> [Written tasks]:
(1) The passage on early maps of Ile Saint Jean names the places that Roma's projects would trade goods with if they succeeded. List every one.
(2) Answer these questions about the passage on early maps of Ile Saint Jean:
(a) In what year did Jean-Pierre Roma receive his concession from the French government?
(b) How many buildings did Roma and his workers put up at Trois Rivières?
(c) Which library holds the 1730 map of the river?

> [Document extract]:
=====

At the same time Verrier was supervising military construction in the region, somebody drew a large and most extraordinary map of the Hillsborough River – La Rivière du Nord Est. More than any other map of the island during the French Colonial period it shows exactly what those Acadian landscape engineers did to make arable land available to the settlers. In ten years they had drained with sea walls and a drainage system all this marshland that was rich in nutrients. Remember that the Acadians were not upland farmers, but lived at the water’s edge and cultivated the marshlands.
1730 – Pland de la riviere Su nord-Est en Lisle St. Jean En – 1730., ink and wash on paper, 52,5 x 170 cm, Bibliothèque nationale de France.
1730 – Pland de la Riviere du Nord-Est – BNF
You have already seen above the property plan of Port la Joye, now marvel at this scene of marsh reclamation to an extent that few people have ever imagined.
And here is the source of the river where the portage heads of to Havre Saint Pierre. The detail on this map is extraordinary and in the pdf file above you can explore it with breathtaking excitement as you move from farm to farm, each owner carefully named.
The Roma Settlement at Trois Rivières.
In a venture separate from the official colony of Ile Saint Jean at Port La Joie, in 1732 Jean-Pierre Roma, a French entrepreneur, received a concession from the French government to establish a fishery and a trading post at Trois Rivières on a spit of land bounded by the Montague and Brudenell Rivers.
The location of this settlement, even today, is extraordinarily beautiful with a landscape that has changed relatively little since the Eighteenth Century.
Here Roma and his workers erected 9 buildings and planted gardens. We have Roma’s own words describing the love and care that went into these various projects that would, if successful, trade goods with France, the West Indies and the other parts of New France. The project had many difficulties and Roma had conflicts with the colony administration at Port la Joye. One gets the impression that he was a perfectionist and could not deal with the slipshod way things were done on Ile Saint Jean. Recently I discovered some manuscript maps in the French archives that must come come directly from the hands of Roma as they are so rich in intimate details of the country side and of the trading post itself. The first of these maps is quite large and extremely detailed.

=====

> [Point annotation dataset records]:
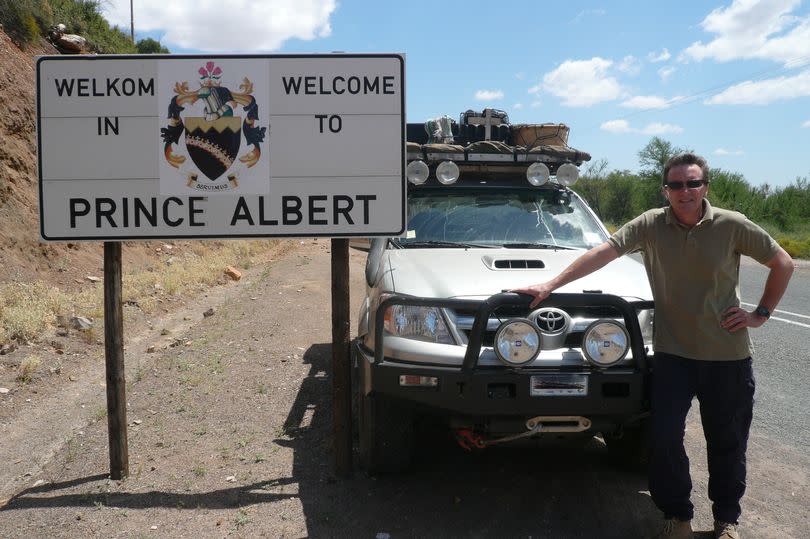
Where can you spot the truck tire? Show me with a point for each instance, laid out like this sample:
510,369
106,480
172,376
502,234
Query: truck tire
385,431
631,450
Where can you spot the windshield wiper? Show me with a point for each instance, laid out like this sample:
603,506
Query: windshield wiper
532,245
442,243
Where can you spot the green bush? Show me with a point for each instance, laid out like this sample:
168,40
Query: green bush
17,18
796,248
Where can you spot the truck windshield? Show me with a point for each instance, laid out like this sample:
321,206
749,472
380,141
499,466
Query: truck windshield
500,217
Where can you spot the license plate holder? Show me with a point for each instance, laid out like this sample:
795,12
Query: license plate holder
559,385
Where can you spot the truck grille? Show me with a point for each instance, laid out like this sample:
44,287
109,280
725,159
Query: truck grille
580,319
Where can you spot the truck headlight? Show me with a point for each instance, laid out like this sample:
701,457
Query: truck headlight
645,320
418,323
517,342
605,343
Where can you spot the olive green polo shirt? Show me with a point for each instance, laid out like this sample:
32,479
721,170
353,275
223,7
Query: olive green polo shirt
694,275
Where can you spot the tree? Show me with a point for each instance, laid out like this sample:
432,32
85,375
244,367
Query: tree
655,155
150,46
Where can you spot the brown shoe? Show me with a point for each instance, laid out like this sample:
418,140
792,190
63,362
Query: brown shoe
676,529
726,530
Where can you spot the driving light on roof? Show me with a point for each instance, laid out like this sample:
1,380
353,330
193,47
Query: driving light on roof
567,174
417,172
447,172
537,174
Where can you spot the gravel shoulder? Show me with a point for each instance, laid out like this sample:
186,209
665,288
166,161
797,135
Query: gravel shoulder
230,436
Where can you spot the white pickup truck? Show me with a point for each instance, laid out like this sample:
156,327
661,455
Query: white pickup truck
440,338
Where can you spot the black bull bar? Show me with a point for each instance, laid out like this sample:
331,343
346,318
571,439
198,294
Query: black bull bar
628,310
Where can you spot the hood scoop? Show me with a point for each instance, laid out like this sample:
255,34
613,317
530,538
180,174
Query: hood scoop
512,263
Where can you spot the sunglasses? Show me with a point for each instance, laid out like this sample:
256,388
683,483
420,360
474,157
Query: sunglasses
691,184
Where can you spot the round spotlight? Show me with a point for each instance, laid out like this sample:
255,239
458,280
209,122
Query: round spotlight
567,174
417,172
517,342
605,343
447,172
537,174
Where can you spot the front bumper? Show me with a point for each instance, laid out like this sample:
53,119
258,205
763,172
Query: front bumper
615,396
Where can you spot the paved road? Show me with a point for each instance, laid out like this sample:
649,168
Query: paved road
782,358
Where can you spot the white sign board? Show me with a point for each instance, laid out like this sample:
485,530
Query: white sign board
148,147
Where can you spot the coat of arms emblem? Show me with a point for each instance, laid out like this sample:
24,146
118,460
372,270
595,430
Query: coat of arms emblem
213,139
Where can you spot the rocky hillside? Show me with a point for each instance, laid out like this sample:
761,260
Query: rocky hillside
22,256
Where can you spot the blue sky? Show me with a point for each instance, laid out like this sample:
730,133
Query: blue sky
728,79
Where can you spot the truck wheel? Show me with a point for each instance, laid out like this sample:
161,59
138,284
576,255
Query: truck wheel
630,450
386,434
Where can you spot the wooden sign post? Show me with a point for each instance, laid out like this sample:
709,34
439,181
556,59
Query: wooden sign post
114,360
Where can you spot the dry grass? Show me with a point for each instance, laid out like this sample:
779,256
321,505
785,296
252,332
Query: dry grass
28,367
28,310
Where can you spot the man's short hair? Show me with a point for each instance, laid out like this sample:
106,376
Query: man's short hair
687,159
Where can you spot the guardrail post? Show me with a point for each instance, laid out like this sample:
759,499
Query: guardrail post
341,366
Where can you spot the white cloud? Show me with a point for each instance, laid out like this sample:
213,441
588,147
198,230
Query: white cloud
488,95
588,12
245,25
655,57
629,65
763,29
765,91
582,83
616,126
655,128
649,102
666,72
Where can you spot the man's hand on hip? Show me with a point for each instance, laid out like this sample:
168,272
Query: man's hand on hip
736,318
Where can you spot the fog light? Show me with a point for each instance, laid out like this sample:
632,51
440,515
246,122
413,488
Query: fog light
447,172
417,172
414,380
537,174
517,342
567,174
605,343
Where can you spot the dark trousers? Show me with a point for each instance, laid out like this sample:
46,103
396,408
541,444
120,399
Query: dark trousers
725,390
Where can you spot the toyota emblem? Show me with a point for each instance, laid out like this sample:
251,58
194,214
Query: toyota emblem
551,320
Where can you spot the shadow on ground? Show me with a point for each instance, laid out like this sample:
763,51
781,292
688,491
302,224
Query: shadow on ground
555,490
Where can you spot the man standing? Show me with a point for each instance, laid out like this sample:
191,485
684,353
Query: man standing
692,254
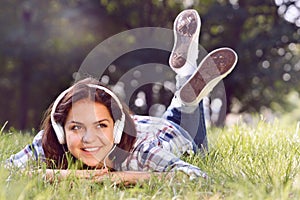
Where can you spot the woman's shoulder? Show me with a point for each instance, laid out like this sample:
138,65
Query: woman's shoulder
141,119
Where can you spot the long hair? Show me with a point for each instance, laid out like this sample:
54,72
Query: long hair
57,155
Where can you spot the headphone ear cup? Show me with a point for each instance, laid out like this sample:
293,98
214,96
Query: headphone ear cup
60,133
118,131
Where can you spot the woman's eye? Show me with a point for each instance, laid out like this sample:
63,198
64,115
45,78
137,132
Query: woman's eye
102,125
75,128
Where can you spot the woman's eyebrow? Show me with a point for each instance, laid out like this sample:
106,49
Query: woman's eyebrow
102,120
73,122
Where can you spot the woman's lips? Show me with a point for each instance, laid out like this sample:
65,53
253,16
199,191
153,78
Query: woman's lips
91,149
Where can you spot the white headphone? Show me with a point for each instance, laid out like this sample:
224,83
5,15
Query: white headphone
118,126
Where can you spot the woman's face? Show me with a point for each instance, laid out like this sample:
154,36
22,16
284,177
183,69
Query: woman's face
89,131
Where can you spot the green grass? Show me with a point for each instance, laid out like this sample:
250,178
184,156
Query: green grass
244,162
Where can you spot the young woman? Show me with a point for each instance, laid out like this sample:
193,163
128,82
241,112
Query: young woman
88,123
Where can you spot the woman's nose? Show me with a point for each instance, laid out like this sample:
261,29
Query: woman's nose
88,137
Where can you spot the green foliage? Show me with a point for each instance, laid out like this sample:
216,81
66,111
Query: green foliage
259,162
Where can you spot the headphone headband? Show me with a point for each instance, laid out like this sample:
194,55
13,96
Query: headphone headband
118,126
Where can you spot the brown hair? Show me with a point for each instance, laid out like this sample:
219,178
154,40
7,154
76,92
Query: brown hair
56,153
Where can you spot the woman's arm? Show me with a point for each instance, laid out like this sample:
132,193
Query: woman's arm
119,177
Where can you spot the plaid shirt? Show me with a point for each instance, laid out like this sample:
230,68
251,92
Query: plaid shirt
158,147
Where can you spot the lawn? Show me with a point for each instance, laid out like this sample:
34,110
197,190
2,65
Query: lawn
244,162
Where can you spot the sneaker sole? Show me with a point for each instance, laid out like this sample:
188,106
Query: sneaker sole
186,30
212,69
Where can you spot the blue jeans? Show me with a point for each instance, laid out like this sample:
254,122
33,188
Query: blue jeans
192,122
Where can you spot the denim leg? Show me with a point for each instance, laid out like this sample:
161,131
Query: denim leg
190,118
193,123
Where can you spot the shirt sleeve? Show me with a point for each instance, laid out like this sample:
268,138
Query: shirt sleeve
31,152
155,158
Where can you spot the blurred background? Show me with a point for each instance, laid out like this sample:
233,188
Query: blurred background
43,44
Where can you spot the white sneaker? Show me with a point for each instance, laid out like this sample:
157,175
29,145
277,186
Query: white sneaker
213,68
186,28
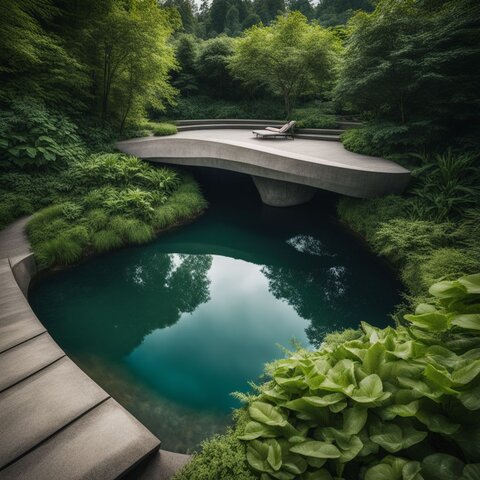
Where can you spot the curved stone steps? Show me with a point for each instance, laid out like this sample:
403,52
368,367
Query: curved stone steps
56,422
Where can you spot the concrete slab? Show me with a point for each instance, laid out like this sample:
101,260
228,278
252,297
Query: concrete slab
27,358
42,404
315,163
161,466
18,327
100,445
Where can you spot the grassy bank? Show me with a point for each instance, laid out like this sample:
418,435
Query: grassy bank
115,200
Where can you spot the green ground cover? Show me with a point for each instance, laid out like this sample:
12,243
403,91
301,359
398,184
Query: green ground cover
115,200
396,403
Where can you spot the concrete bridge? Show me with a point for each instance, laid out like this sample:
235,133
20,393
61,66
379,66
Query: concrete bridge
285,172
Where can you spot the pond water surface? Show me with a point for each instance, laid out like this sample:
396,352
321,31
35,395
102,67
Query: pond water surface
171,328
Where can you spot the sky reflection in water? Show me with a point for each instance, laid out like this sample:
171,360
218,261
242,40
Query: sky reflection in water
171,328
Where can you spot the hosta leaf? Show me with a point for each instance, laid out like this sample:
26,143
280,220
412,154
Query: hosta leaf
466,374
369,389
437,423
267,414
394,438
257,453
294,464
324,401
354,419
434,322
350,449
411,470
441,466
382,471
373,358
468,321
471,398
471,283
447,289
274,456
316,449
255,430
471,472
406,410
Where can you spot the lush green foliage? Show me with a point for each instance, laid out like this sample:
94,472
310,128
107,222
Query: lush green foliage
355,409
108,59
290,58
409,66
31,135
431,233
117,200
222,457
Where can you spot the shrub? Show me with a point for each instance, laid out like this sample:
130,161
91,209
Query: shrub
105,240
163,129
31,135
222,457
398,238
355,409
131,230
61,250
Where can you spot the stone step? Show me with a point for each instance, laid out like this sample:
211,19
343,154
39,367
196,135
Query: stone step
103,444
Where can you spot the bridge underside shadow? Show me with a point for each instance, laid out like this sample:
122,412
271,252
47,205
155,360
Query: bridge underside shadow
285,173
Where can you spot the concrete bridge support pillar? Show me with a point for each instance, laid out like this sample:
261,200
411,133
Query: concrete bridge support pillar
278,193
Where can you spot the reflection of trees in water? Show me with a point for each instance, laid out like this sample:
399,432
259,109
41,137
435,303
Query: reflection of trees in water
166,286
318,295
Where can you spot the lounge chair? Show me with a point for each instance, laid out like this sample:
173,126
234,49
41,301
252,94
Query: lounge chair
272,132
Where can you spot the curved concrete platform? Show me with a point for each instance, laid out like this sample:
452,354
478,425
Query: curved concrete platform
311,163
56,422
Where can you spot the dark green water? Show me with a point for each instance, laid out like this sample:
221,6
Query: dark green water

=====

> [Results by task]:
(1)
France
the West Indies
the other parts of New France

(2)
(a) 1732
(b) 9
(c) The Bibliothèque nationale de France